* **Excerpt**
☆ ☆ ☆

Was I imagining things, or did I read the message accurately? The bumper sticker on the car ahead of me had only a few words on it, but driving at highway speed prevented me from getting a clear look at it. Now that our cars were both exiting the interstate at the same place and slowing to a stop, I was able to read the message. But were my eyes deceiving me?
“Satan loves me,” the sticker shouted.
“Do you see that?” I asked my wife who was in the passenger seat. She confirmed that I was reading the message correctly. And just like that, the 20-something driver ahead of me raced off into the distance, leaving me with my thoughts.
Satan loves me? What a sad and misguided sentiment for a person to have. Satan does not love anyone but himself. He failed to love God above all things and was consequently cast out of heaven and into hell.
Satan does not love people, but he loves activities. He loves to sin. He “has been sinning from the beginning” (1 John 3:8). He loves to lie. “When he lies, he speaks his native language, for he is a liar and the father of lies” (John 8:44). Satan loves to deceive people. He “masquerades as an angel of light” (2 Corinthians 11:14). He loves to steal the life that God so graciously gives. “He was a murderer from the beginning” (John 8:44).
Paul Wendland’s article explained how the Bible can call Satan “the god of this age.” When people reject the only true God, they find themselves on Satan’s side. Jesus said, “Whoever is not with me is against me” (Matthew 12:30). But what an awful “god” Satan is. He does not desire the good of anyone. He wants others to share in his eternal misery.
Satan loves me? Nothing could be further from the truth.

☆ ☆ ☆

* **Entries provided**
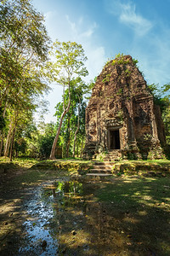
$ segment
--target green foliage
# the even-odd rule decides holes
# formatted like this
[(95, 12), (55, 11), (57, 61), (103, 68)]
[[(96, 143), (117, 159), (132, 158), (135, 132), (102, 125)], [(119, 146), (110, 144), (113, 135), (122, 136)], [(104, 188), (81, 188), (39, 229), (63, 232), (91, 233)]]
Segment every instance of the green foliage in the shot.
[(1, 1), (0, 106), (6, 120), (3, 137), (6, 148), (14, 143), (16, 154), (24, 154), (24, 131), (32, 122), (40, 96), (49, 90), (42, 72), (50, 42), (43, 21), (30, 0)]

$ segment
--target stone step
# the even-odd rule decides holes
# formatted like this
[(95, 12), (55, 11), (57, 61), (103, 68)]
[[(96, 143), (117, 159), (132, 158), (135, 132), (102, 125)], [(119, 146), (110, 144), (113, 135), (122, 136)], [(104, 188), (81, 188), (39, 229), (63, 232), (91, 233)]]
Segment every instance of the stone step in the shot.
[(87, 176), (98, 176), (98, 177), (106, 177), (106, 176), (111, 176), (112, 174), (110, 173), (87, 173)]
[(97, 161), (94, 161), (94, 166), (112, 166), (114, 165), (114, 163), (110, 163), (110, 161), (105, 161), (105, 162), (97, 162)]
[(111, 173), (110, 170), (91, 169), (88, 173)]
[(101, 170), (112, 170), (112, 166), (94, 166), (95, 169), (101, 169)]

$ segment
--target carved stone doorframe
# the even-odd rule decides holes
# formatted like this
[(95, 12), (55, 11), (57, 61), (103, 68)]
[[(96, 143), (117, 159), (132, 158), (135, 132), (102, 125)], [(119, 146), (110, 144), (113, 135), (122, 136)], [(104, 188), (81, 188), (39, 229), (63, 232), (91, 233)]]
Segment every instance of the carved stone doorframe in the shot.
[[(119, 132), (119, 143), (120, 143), (120, 148), (111, 148), (111, 142), (110, 142), (110, 137), (111, 137), (111, 132), (112, 131), (118, 131)], [(116, 127), (108, 127), (107, 128), (107, 144), (108, 144), (108, 149), (122, 149), (122, 126), (116, 126)]]

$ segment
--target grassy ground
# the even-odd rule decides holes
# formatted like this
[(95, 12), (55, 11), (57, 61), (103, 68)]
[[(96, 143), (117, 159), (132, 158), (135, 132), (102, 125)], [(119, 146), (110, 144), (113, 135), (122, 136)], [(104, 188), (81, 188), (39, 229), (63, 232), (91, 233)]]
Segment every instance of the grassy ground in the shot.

☆ ☆ ☆

* **Work required**
Continue the piece about the "Satan loves me" bumper sticker, starting after its last sentence. The listing is not needed.

* **Task answer**
Then, there’s Jesus. He is love personified, love in the flesh. “God is love” (1 John 4:16). When the Bible speaks of Jesus’ love for people, it describes a love that fully understands what those people are like by nature and their own doing and yet desires their good—now and forever.
It was love when the Son of God left the glory and perfection of heaven to live among sinful people. It was love when Jesus lived a humble and perfect life for proud sinners. It was love when the Son of Man laid down his life on the cross and received the punishment the human race deserved for its sins. It was love when the Savior reclaimed his life, proving that his life and death were the full payment for the sins of the world. It is love when the Redeemer intercedes for the children of God and prepares an eternal home for them.
Jesus loves me? Yes, that is truth, the kind of truth little children can grasp when they sing that they know Jesus loves them because “the Bible tells me so.”
Somewhere, at some time, a person started a child’s game with a daisy. Pull off one petal of the flower, saying “He or she loves me,” then pull off the next petal, saying “He or she loves me not.” Continue doing that until all the petals are gone. Then remember the last phrase you spoke, and those words reveal what another person thinks of you. Of course, it is not real; it is just child’s play.
But it is not a game when it comes to God and Satan. It is as serious as it gets. Both are real, but they are entirely different. “He loves me, he loves me not.” The first “he” is Jesus. The second “he” is Satan.
How do I know? “The Bible tells me so.”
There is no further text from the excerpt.